WHAT TO DO:
Below is a listing; give only the number of its lines that contain the word "person".

<<<<

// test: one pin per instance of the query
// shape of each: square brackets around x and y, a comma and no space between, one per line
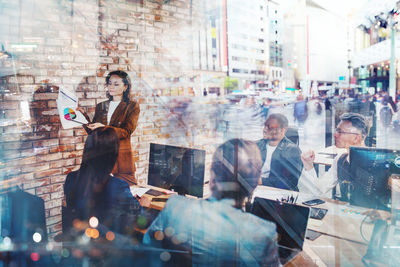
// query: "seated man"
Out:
[282,165]
[216,231]
[351,131]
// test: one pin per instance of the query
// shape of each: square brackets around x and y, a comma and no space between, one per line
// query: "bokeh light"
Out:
[165,256]
[93,222]
[110,236]
[159,235]
[37,237]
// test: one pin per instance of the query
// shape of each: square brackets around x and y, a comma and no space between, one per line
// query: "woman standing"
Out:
[122,114]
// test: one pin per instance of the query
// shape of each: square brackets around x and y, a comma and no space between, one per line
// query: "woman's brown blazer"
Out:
[124,121]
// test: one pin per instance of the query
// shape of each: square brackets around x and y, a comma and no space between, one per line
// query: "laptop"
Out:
[291,223]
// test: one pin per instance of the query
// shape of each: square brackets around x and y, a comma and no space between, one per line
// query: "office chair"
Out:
[293,135]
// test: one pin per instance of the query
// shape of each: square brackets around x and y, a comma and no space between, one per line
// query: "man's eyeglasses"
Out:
[276,129]
[340,131]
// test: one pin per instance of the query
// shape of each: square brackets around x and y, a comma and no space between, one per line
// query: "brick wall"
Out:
[74,44]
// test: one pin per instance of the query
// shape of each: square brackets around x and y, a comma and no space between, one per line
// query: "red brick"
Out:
[39,104]
[55,211]
[36,183]
[36,167]
[57,188]
[9,105]
[53,219]
[55,228]
[45,197]
[68,155]
[70,140]
[58,179]
[45,96]
[47,173]
[44,190]
[70,169]
[49,157]
[52,104]
[45,143]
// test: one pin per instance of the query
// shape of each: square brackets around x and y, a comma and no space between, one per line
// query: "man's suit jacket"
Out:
[215,232]
[124,121]
[286,164]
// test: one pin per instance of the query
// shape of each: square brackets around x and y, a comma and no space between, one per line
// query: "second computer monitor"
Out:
[177,168]
[370,169]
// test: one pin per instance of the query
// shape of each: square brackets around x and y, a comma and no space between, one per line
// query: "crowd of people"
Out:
[215,231]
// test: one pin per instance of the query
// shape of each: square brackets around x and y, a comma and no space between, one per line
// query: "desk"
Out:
[157,205]
[340,243]
[326,155]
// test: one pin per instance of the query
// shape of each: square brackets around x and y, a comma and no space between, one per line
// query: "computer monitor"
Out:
[370,169]
[177,168]
[21,216]
[291,220]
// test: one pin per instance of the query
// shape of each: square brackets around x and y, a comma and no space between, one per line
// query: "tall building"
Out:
[209,42]
[275,21]
[247,42]
[371,60]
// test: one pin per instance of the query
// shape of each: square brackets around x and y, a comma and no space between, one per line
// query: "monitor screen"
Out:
[21,216]
[177,168]
[291,220]
[370,169]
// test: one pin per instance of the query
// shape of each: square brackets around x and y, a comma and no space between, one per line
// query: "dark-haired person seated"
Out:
[282,164]
[216,231]
[94,191]
[351,131]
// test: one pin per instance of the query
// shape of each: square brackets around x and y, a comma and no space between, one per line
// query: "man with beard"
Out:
[282,165]
[351,131]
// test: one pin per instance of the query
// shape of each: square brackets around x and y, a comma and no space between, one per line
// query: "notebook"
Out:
[291,223]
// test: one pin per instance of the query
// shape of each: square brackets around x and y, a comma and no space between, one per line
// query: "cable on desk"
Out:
[361,233]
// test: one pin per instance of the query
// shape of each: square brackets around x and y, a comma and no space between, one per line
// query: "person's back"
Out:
[215,232]
[115,207]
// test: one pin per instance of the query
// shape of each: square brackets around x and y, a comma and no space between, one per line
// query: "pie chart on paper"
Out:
[69,114]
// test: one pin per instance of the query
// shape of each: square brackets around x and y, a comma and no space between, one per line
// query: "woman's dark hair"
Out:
[358,121]
[237,169]
[125,78]
[280,118]
[99,156]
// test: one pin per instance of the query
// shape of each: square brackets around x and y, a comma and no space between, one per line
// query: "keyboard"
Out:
[318,213]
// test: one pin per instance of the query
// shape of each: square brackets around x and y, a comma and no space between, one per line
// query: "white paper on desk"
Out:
[139,191]
[268,193]
[67,103]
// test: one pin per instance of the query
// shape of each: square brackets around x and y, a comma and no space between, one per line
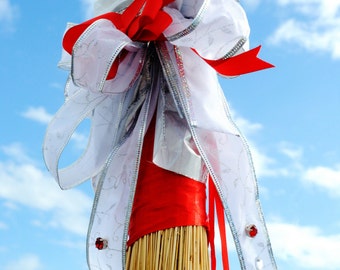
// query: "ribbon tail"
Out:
[243,63]
[215,201]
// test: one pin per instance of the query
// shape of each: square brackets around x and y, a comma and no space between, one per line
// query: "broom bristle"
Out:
[171,249]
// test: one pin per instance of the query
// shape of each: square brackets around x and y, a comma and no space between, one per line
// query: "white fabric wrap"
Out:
[193,123]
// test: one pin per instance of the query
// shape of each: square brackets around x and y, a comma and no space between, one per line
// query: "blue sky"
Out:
[290,116]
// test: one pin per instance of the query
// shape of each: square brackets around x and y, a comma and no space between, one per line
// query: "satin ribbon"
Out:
[165,198]
[142,21]
[215,202]
[145,21]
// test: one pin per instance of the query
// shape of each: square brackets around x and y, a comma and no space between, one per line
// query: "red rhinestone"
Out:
[101,243]
[251,230]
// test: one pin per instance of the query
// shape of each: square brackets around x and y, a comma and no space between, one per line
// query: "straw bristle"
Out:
[171,249]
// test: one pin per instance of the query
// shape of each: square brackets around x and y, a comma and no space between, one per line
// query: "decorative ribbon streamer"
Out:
[166,198]
[141,21]
[144,21]
[214,200]
[243,63]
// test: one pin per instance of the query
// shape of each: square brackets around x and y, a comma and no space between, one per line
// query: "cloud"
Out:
[315,28]
[305,246]
[88,7]
[38,114]
[264,164]
[326,178]
[251,4]
[27,262]
[23,183]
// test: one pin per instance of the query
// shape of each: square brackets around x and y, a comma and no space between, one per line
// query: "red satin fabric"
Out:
[164,199]
[215,201]
[243,63]
[141,21]
[145,21]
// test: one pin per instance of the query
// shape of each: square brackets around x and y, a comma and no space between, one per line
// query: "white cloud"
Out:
[305,246]
[326,178]
[23,183]
[27,262]
[38,114]
[251,4]
[264,164]
[88,7]
[316,28]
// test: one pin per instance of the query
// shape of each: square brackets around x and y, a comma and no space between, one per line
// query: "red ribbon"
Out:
[145,21]
[243,63]
[164,199]
[215,201]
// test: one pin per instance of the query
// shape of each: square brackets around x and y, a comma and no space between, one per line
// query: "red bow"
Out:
[145,21]
[142,21]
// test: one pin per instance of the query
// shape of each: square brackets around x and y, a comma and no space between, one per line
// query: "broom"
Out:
[170,249]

>>>>

RESULT FOR THIS EXERCISE:
2